*Description of the task*
Take the line with "Target: corrugated metal building" and the rest of the lines after it, to the end of the entries, and restate them exactly.

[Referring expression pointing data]
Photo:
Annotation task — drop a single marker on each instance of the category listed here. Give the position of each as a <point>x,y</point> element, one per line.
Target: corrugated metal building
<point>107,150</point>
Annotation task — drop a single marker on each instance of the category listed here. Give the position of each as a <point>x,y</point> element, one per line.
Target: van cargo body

*Output for this exercise*
Target: corrugated metal building
<point>107,150</point>
Annotation task — drop a single marker on each instance of the category listed here. Give the position of each as a <point>x,y</point> element, one per line.
Target: van cargo body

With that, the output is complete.